● Exercise aim:
Copy each of the records below word for word.

BEGIN

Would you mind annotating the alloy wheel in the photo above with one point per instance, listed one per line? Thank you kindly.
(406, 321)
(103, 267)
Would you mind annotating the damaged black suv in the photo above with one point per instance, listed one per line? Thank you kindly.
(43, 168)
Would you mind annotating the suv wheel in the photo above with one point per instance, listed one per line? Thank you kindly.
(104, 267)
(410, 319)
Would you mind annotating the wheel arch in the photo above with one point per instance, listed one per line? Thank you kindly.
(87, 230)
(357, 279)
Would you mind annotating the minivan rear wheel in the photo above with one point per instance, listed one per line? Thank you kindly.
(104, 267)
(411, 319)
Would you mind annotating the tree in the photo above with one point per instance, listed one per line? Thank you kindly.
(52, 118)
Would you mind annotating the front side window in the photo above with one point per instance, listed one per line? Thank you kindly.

END

● Solution to the problem:
Would you mind annotating the alloy wheel in the photo above with one point per instance, listed one per line? Thank you kindly.
(406, 321)
(103, 267)
Would you mind annotating the damaged black suv in the photo above with one point per instance, listed one per line? Thank you kindly.
(43, 168)
Would you mind annotating the suv wheel in the photo above with one point per instance, listed one per line? Thank you kindly.
(104, 267)
(410, 319)
Would you mind annotating the wheel arch in the photo above with one point per instance, listed one per line? Thank you kindly.
(87, 230)
(357, 279)
Would you mind annotating the minivan rear wheel in the photo above with one point per instance, listed one per line? Thank you kindly.
(104, 267)
(411, 319)
Would you mind annotating the tree in the photo above with one point per instance, listed one per line? Thank you kindly.
(52, 118)
Would you mind annotating the front side window in the photo above with one point per instance, listed one per line? Thank you kindly.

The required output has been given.